*Source*
╭──
Unicode is a coding system, not a glyph system or font.

kristopolous 10 months ago | parent | next [-]

Fonts are already in there and proto-glyphs are too as generalized dicritics. There's also a large variety of generic shapes, lines, arrows, circles and boxes in both filled and unfilled varieties. Lines even have different weights. The absurdity of a custom alphabet can already be partially actualized. Formalism is merely the final step

This conversation was had 20 years ago and your (and my) position lost. Might as well embrace the inevitable instead of insisting on the impossible.

Whether you agree with it or not won't actually affect unicode's outcome, only your own.

simonh 10 months ago | parent | next [-]

Unicode does not specify any fonts, though many fonts are defined to be consistent with the Unicode standard, nevertheless they are emphatically not part of Unicode.

How symbols including diacritics are drawn and displayed is not a concern for Unicode, different fonts can interpret 'filled circle' or the weight of a glyph as they like, just as with emoji. By convention they generally adopt common representations but not entirely. For example try using the box drawing characters from several different fonts together. Some work, many don't.

kristopolous 10 months ago | parent [-]

You can say things like the different "styles" that exploit Unicode on a myriad of websites such as https://qaz.wtf/u/convert.cgi?text=Hello are not technically "fonts" but it's a distinction without a meaningful difference. You have script, fraktur, bold, monospace, italic...

simonh 10 months ago | parent [-]

Fraktur is interesting because it’s more a writing style, verging in a character set in its own right. However Unicode doesn’t directly support all of its ligatures and such.

None of this is in any way justification for turning Unicode into something like SVG. Even the pseudo-drawing capabilities it does have are largely for legacy reasons.

kristopolous 10 months ago | parent [-]

Fraktur at one point was genuinely a different script

You can find texts in the late 1500-early 1900s at least that will switch to a fraktur style when quoting or using German.

ANSI escape codes even accommodates for it. Codepoint 20: https://en.m.wikipedia.org/wiki/ANSI_escape_code#Select_Grap...

Don't ask me why, I only work here.

See also https://en.wikipedia.org/wiki/Antiqua%E2%80%93Fraktur_disput...

I also don't find any of my predictions defensible as much as I believe they're inevitable. Again I've got no agency here.

jrochkind1 10 months ago | parent | prev [-]

The diacritics are there because they were in legacy encodings, and it was decided at some point that encodings should be round-trippable between legacy encodings and unicode.

The fact that hardly anyone cares any longer are about going to any legacy non-unicode encoding is, of course, a testament to the success of unicode, a success that required not only technical excellence but figuring out what would actually work for people to actually adopt practically. It worked. It's adopted.

I have no idea if the diacritics choice was the right one or not, but I guarantee if it had been made differently people would be complaining about how things aren't round-trippable to unicode encoding and back from some common legacy encoding, and that's part of it's problem.

I think some combining diacritics are also necessary for some non-latin scripts, where it is (or was) infeasible to have a codepoint for every possible combination.
╰──
*Tasks to perform*
- 1) List the styles that the Unicode thread names after "You have".
- 2) Carry on the Unicode thread from the point where it stops.
The items on this page aren't needed.

*Data*
╭──
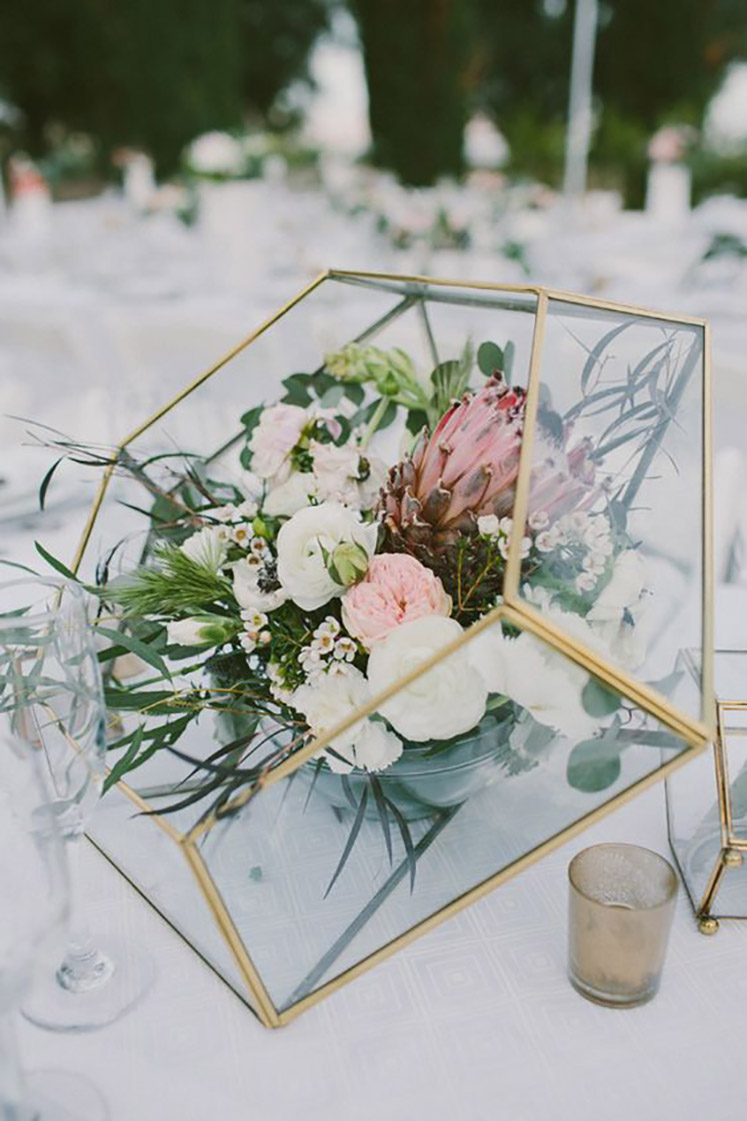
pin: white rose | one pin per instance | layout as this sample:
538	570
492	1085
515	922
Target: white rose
617	615
538	678
274	438
301	546
448	700
184	632
293	494
248	593
208	547
328	702
337	473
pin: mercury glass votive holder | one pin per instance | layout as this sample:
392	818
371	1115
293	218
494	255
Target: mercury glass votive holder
620	907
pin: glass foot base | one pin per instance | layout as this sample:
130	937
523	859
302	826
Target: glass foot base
55	1095
611	1000
113	992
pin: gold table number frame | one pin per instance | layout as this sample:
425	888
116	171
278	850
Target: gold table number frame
211	858
709	837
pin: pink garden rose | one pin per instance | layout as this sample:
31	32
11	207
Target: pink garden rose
396	589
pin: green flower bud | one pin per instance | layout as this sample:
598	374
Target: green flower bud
348	563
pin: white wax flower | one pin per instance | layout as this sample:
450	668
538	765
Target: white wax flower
328	702
208	547
448	700
215	154
337	471
617	615
274	438
302	543
293	494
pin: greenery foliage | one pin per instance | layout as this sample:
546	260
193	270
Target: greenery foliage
149	73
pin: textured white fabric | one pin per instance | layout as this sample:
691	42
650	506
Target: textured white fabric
475	1021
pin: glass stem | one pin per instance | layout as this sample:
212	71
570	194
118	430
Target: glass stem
12	1093
83	966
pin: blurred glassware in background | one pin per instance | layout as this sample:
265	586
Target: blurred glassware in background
35	890
52	700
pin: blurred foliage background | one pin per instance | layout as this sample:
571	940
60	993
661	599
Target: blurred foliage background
153	74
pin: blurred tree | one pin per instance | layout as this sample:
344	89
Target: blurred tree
276	39
149	73
655	62
416	56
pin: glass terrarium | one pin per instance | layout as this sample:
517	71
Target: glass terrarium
707	804
413	681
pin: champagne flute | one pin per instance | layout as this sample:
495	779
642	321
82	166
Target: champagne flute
52	698
35	893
╰──
*Responses*
- 1) script, fraktur, bold, monospace, italic

- 2)
The choices in Unicode are not random. The fact that it has become universal (so many attempts at standards have not) is a pretty good testatement to it's success at balancing a bunch of competing values and goals.

int_19h 10 months ago | parent [-]

It's the other way around - precombined characters (with diacritics) are there because they were in legacy encodings. But, assuming that by "generalized diacritics" OP means Unicode combining characters like U+0301, there's nothing legacy about them; on the contrary, the intent is to prefer them over precombined variants, which is why new precombined glyphs aren't added.

jrochkind1 10 months ago | parent [-]

Ah, right, thanks!

numpad0 10 months ago | parent | prev [-]

macOS already does different encoding for filenames in Japanese than what Windows/Linux do, and I'm sure someone mentioned same situation in Korean here.

Unicode is already a non-deterministic mess.

simonh 10 months ago | parent [-]

And that justifies making it an even more complete mess, in new and dramatically worse ways?

riwsky 10 months ago | parent | prev [-]

Like how phonetic alphabets save space compared to ideograms by just “write the word how it sounds”, the little SVG-icode would just “write the letter how it’s drawn”

kristopolous 10 months ago | parent | next [-]

Right. Semantic iconography need not be universal or even formal to be real.

Think of all the symbols notetakers invent; ideographs without even phonology assigned to it.

Being as dynamic as flexible as human expression is hard.

Emojis have even taken on this property naturally. The high-5 is also the praying hands for instance. Culturally specific semantics are assigned to the variety of shapes, such as the eggplant and peach.

Insisting that this shouldn't happen is a losing battle against how humans construct written language. Good luck with that.

10 months ago | parent | prev [-]
[deleted]
bawolff 10 months ago | parent | prev | next [-]

There are no emoiji in this guy's name.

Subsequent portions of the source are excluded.